■ Objective ■
Could you revise the listing below so that every "segmentation" becomes "polygon outline", with everything else unchanged and the pictures left out?
>> begin The records
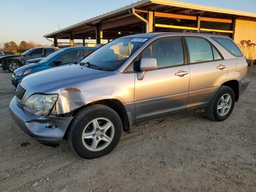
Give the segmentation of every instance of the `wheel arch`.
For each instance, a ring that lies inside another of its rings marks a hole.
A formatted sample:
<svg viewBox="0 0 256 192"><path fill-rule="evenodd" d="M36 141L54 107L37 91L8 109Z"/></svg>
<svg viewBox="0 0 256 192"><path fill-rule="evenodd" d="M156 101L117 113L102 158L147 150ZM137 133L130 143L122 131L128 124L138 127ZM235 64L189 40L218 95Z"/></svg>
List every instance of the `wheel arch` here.
<svg viewBox="0 0 256 192"><path fill-rule="evenodd" d="M94 101L76 109L73 112L72 116L75 116L83 109L88 106L96 104L107 106L115 111L121 119L123 126L123 130L125 132L130 133L130 124L126 110L122 102L116 99L106 99ZM66 134L67 130L66 132Z"/></svg>
<svg viewBox="0 0 256 192"><path fill-rule="evenodd" d="M222 86L226 86L232 88L235 93L236 102L238 100L239 98L239 83L236 80L230 80L223 83Z"/></svg>

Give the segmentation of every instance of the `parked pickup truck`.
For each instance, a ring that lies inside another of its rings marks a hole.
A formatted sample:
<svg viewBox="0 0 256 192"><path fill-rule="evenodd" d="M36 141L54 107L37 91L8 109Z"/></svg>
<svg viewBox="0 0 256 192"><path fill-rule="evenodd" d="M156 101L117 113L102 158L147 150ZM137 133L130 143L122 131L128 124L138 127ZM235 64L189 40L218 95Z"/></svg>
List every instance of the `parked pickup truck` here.
<svg viewBox="0 0 256 192"><path fill-rule="evenodd" d="M7 70L13 72L21 66L24 65L27 60L34 58L44 57L58 50L54 47L32 48L21 55L9 55L0 58L0 63L4 71Z"/></svg>
<svg viewBox="0 0 256 192"><path fill-rule="evenodd" d="M17 69L13 72L12 83L14 89L16 89L19 83L26 76L80 61L97 48L97 47L75 47L59 49L38 63L26 65Z"/></svg>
>> end The records
■ Written response ■
Give the polygon outline of every instance of the `wheel arch`.
For each instance, a ring that lies inside another of its rings marks a hole.
A formatted sample:
<svg viewBox="0 0 256 192"><path fill-rule="evenodd" d="M36 141L54 107L37 91L8 109Z"/></svg>
<svg viewBox="0 0 256 192"><path fill-rule="evenodd" d="M156 101L117 113L102 158L147 150ZM137 133L130 143L122 131L128 124L138 127ZM235 64L189 40L218 95Z"/></svg>
List every instance of the `wheel arch` here.
<svg viewBox="0 0 256 192"><path fill-rule="evenodd" d="M94 101L76 109L73 112L72 116L75 116L83 109L88 106L96 104L107 106L115 111L121 119L123 126L123 130L125 132L130 133L130 124L126 110L122 102L116 99L106 99ZM66 134L67 130L66 132Z"/></svg>
<svg viewBox="0 0 256 192"><path fill-rule="evenodd" d="M222 86L226 86L232 88L235 93L236 102L238 100L239 98L239 83L236 80L230 80L223 83Z"/></svg>

Give the polygon outline of every instance of the `parked pickup truck`.
For each instance, a ring that lies inside another of its rings marks a hole.
A formatted sample:
<svg viewBox="0 0 256 192"><path fill-rule="evenodd" d="M36 141L54 107L37 91L8 109Z"/></svg>
<svg viewBox="0 0 256 192"><path fill-rule="evenodd" d="M156 101L117 113L102 158L147 150ZM137 133L130 143L122 131L128 124L138 127ZM235 64L189 40L218 95Z"/></svg>
List every instance of the `parked pickup truck` here.
<svg viewBox="0 0 256 192"><path fill-rule="evenodd" d="M7 70L13 72L21 66L24 65L27 60L34 58L44 57L58 50L54 47L32 48L21 55L9 55L0 58L0 63L4 71Z"/></svg>
<svg viewBox="0 0 256 192"><path fill-rule="evenodd" d="M17 69L13 72L12 83L14 89L16 89L19 83L26 76L80 61L97 48L97 47L75 47L59 49L38 63L26 65Z"/></svg>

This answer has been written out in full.